§ **Short problem**:
Please rewrite the listing below with "dot" substituted for every "marker", leaving everything else unchanged.

§ **Supplied data**:
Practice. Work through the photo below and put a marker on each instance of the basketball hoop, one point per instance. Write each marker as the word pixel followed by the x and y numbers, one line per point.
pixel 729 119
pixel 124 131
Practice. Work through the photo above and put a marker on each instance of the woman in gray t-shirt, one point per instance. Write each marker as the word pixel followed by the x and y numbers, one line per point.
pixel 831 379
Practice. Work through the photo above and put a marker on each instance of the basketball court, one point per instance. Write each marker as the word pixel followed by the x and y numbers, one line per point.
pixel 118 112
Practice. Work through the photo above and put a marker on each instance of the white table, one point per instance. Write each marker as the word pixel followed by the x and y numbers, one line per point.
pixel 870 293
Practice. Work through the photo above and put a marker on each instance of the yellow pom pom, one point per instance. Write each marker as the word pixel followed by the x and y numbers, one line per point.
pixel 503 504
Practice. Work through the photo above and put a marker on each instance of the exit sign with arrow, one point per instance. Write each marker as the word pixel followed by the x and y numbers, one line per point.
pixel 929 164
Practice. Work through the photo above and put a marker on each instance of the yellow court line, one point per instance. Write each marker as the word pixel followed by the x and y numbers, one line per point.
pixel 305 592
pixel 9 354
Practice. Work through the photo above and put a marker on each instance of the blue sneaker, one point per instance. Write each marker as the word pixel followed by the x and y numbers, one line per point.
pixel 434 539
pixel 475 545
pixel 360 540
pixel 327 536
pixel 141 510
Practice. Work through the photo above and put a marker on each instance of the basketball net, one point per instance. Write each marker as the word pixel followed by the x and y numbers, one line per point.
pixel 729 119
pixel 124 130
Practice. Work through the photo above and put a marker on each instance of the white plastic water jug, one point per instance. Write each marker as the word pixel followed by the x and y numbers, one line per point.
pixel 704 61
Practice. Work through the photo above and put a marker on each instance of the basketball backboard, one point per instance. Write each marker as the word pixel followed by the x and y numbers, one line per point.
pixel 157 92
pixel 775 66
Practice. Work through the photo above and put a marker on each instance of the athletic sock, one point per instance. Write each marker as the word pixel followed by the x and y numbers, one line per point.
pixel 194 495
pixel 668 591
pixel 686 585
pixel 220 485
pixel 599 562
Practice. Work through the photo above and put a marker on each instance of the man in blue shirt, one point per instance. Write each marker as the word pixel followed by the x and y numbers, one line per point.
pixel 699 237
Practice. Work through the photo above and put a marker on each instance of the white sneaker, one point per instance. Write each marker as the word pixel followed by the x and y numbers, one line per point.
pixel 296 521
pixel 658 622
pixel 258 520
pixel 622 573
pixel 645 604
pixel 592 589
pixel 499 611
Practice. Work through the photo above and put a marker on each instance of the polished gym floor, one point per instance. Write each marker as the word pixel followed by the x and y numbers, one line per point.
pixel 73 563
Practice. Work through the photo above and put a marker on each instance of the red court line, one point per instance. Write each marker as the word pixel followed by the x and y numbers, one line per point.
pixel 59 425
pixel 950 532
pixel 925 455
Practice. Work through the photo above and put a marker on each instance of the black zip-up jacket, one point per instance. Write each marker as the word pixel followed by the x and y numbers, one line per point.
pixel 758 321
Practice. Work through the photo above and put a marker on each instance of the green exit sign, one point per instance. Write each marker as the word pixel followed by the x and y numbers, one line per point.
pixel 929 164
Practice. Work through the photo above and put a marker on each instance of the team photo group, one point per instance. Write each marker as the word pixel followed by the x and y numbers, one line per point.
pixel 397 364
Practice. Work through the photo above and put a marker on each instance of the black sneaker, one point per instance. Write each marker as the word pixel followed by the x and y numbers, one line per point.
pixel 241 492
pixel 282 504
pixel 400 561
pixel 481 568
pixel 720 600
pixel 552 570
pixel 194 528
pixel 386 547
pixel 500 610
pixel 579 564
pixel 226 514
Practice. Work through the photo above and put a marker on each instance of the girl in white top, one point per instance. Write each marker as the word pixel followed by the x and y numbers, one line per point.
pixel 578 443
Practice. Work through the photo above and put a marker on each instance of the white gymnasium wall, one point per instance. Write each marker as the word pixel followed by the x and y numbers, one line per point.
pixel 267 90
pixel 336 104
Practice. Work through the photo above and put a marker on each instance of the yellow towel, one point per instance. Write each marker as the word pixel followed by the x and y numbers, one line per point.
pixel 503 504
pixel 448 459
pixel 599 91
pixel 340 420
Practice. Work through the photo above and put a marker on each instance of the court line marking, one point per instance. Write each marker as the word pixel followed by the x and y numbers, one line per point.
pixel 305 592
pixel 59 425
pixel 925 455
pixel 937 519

§ **Result for this task**:
Practice. Work through the photo below and put a dot on each instance of the basketball hoop, one point per instance. Write each dot as the word pixel followed by the x and y numbers, one line per point.
pixel 729 119
pixel 124 131
Practice. Work through the photo above and put a dot on each instance of the woman in gray t-shirt, one point per instance. Write each dot as the word pixel followed by the x and y numbers, one line per point.
pixel 831 379
Practice. Work through the photo above and put a dot on each instance of the basketball court, one point per instance. Write each dot as the word pixel followed by the x and y numbers, one line per point.
pixel 118 112
Practice. Work through the photo above and put a dot on each instance of the white table, one point per instance. Write each dot as the word pixel followed by the x and y numbers, one line per point.
pixel 870 293
Practice. Work through the photo above and put a dot on each instance of the yellow pom pom, one point per instance. Write each dot as the word pixel followed by the x and y numbers, one line per point.
pixel 503 504
Practice. Work through the photo above and put a dot on each instance of the exit sign with arrow, one point per instance. Write each dot as the word pixel followed by the x and y numbers, one line per point.
pixel 929 164
Practice. Work through the photo above and put a dot on each instance of the yellow court line, one point per instance. Write each dot as the word pixel followed by the x and y numbers, one line per point.
pixel 305 592
pixel 9 354
Practice. Work through the photo above and put a dot on each instance of the blue sneaker, one point per instance. Write each dot as the word pixel followed by the x and y numbers, one line per point.
pixel 434 539
pixel 475 545
pixel 360 540
pixel 327 536
pixel 141 510
Practice. Work through the photo above and put a dot on each instance of the basketball net, one point per instance. Write each dot as the word pixel followed by the x and y numbers, one line per point.
pixel 729 119
pixel 124 130
Practice. Work through the photo above and put a dot on each instance of the white plastic water jug, one point per instance. Write each dot as the word pixel followed by the x and y numbers, one line per point.
pixel 704 61
Practice. Work through the photo above and put a dot on each instance of the basketball backboard, one point per instance. Write each dot as the word pixel followed by the x and y numbers, one line per point.
pixel 157 92
pixel 775 66
Practice. Work through the photo above and put a dot on each instance of the athletic sock, one point per instance. Write each dot as the word pixel followed by the x and y numbers, one line per point.
pixel 194 495
pixel 668 591
pixel 686 585
pixel 220 485
pixel 599 562
Practice. Work through the photo above and put a dot on each instance of the man in blue shirt, one point per instance. Write each dot as the word pixel followed by the x and y numbers, one line per point.
pixel 699 237
Practice. Work through the photo above and put a dot on each instance of the white sneaker, one point per instance. Write each dot as the word pixel followed by the x and y numbers, one line per point.
pixel 296 521
pixel 658 622
pixel 258 520
pixel 622 573
pixel 645 604
pixel 592 589
pixel 499 611
Practice. Work through the photo above and put a dot on each instance of the polished gym floor, one point per instance. Write each dot as the word pixel followed by the x and y numbers, one line per point.
pixel 73 563
Practice. Work through the photo above and put a dot on each instance of the red court line, one point per instance. Write each dot as the word pixel followed by the x and y numbers, one line per point.
pixel 59 425
pixel 950 532
pixel 925 455
Practice. Work through the photo above and put a dot on each instance of the black zip-up jacket, one point per instance. Write each dot as the word pixel followed by the x and y numbers, one line per point.
pixel 758 321
Practice. Work through the photo above and put a dot on each instance of the green exit sign, one point per instance. Write each dot as the word pixel followed by the x and y numbers, one line per point.
pixel 929 164
Practice. Work through the photo above and put a dot on each instance of the team photo group, one point per instance. Write each dot as the word pixel followed by the x and y numbers, one line per point.
pixel 397 364
Practice. Work through the photo above and put a dot on each instance of the black sneaker, one point per instance. Write each dot as the word pixel followed by the x and y numbers, one line per point.
pixel 241 492
pixel 282 504
pixel 400 561
pixel 481 568
pixel 720 600
pixel 552 570
pixel 194 528
pixel 386 547
pixel 500 610
pixel 579 564
pixel 226 514
Practice. Work through the photo above and put a dot on each instance of the girl in white top, one point per instance. Write each dot as the word pixel followed by the x and y numbers, one line per point.
pixel 578 443
Practice. Work through the photo above and put a dot on each instance of the white gymnasium wall, one point per instance. Write each dot as the word pixel followed by the x and y numbers, one line per point.
pixel 267 90
pixel 336 104
Practice. Work through the photo above and put a dot on each instance of the yellow towel, one point per instance. Write each dot as the word pixel followed by the x and y numbers, one line per point.
pixel 503 504
pixel 448 459
pixel 599 91
pixel 340 420
Practice. Work through the photo above and put a dot on each instance of the court line marking, one point per instance. Write each dot as the word pixel followed by the x and y numbers, one line per point.
pixel 305 592
pixel 59 425
pixel 925 455
pixel 937 519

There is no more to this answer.